War Powers Budget Hearing Karaoke

Hegseth got grilled over the Iran war at a budget hearing, because apparently Congress has to sneak constitutional questions into the spreadsheet section

AP reports Defense Secretary Pete Hegseth faced nearly six hours of House questioning over the Iran war, while Reuters tracked escalation fears and oil prices hitting a four-year high.

What Happened

Defense Secretary Pete Hegseth faced nearly six hours of questioning from House lawmakers Wednesday in his first congressional appearance since the Trump administration launched the war against Iran, according to AP. Democrats challenged the war as costly, unauthorized, and strategically shaky, while Hegseth defended the administration’s approach in a hearing that was officially about the defense budget but functionally about whether Congress still gets a vote before America wanders into another war.

AP’s live coverage said Trump rejected Iran’s latest proposal the same day Democrats confronted Hegseth over the conflict. Reuters, meanwhile, was already tracking the next morning’s escalation fears: oil prices hit a four-year high, conflict-resolution efforts had hit an impasse, and Hegseth was expected to testify before a Senate committee too. That is the kind of news stack that makes “budget hearing” feel like a very polite label for “constitutional smoke alarm.”

The AP story described Hegseth facing withering questions about Iran. Search excerpts from the hearing coverage said the session lasted nearly six hours, and The New York Times reported Hegseth grew testy and mocked questions from Democratic lawmakers, prompting a rare admonition from the committee chairman. Whatever the precise committee-room temperature, the larger fact is obvious: Congress is trying to claw information out of the administration after the war train already left the station.

■ **RECORD SET**

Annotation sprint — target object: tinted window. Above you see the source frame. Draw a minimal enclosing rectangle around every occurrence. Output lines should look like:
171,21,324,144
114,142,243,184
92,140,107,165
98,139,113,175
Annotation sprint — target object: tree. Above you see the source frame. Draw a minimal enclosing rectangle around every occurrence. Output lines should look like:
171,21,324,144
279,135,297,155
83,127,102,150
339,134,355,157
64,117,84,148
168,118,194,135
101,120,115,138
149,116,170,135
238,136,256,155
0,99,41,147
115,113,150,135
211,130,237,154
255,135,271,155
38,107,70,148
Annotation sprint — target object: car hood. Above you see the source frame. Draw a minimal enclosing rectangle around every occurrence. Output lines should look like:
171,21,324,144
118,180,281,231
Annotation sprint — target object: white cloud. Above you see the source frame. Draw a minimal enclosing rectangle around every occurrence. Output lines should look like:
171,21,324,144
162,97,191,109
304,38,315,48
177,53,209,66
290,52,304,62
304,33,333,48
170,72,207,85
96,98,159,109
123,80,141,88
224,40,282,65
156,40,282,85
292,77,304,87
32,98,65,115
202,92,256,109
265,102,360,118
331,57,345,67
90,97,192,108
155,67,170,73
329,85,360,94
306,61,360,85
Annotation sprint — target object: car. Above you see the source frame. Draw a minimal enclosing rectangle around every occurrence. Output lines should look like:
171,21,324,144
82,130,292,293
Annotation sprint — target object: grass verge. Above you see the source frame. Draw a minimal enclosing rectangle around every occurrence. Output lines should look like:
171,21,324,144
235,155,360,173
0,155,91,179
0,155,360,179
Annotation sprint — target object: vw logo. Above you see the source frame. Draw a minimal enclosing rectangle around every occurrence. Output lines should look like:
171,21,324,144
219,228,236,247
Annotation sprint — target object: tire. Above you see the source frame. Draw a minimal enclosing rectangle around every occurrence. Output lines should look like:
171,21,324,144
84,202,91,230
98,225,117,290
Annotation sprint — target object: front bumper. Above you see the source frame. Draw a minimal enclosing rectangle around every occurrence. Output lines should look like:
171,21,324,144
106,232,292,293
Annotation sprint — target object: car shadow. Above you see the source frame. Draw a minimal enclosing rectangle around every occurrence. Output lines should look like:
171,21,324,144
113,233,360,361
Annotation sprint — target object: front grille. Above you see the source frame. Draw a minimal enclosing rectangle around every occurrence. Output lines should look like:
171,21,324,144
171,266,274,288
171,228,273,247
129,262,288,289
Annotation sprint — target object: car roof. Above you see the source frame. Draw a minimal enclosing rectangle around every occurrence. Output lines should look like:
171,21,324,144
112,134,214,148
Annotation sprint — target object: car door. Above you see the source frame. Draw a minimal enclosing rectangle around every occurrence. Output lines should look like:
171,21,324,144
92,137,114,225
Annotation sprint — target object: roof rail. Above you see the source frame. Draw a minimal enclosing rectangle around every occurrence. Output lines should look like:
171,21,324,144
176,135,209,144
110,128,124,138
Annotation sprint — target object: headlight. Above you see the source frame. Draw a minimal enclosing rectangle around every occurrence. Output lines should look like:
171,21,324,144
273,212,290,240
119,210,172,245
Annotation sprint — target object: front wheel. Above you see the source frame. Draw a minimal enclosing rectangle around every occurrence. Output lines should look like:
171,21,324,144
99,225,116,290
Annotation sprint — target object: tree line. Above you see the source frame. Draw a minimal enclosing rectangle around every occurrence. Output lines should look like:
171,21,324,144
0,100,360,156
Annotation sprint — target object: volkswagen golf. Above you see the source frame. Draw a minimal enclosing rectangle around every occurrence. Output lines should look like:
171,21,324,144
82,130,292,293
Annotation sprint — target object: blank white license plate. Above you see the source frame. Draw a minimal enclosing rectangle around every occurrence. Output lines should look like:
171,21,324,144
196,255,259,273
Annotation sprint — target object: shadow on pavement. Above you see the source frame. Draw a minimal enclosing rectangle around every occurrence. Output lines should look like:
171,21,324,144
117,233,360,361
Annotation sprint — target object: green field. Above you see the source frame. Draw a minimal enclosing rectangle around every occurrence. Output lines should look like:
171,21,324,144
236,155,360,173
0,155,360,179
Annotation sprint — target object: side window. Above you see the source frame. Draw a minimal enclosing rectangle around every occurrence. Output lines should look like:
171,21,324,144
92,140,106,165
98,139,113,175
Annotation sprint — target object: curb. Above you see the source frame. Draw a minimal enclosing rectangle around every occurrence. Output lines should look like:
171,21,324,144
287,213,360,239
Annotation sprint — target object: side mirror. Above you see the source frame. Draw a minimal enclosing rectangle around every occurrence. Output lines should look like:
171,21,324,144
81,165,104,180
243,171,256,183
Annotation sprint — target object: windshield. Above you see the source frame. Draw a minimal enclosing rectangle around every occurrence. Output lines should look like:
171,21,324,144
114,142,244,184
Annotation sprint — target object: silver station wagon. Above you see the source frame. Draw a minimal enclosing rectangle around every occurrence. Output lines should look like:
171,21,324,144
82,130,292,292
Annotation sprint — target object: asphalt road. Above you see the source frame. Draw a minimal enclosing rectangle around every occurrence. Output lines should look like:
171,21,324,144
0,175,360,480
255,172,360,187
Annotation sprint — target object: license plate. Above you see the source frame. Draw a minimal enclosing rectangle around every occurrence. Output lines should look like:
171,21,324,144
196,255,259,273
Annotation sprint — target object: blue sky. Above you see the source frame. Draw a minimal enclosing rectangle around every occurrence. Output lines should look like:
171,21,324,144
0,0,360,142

■ **REQUIREMENT**
Copy the stretch of the Hegseth hearing article from "AP reports Defense" through "into another war.", substituting "Tuesday" for "Wednesday". The records above are separate material, unconnected to the Hegseth hearing article.

■ **EXPECTED ANSWER**
AP reports Defense Secretary Pete Hegseth faced nearly six hours of House questioning over the Iran war, while Reuters tracked escalation fears and oil prices hitting a four-year high.

What Happened

Defense Secretary Pete Hegseth faced nearly six hours of questioning from House lawmakers Tuesday in his first congressional appearance since the Trump administration launched the war against Iran, according to AP. Democrats challenged the war as costly, unauthorized, and strategically shaky, while Hegseth defended the administration’s approach in a hearing that was officially about the defense budget but functionally about whether Congress still gets a vote before America wanders into another war.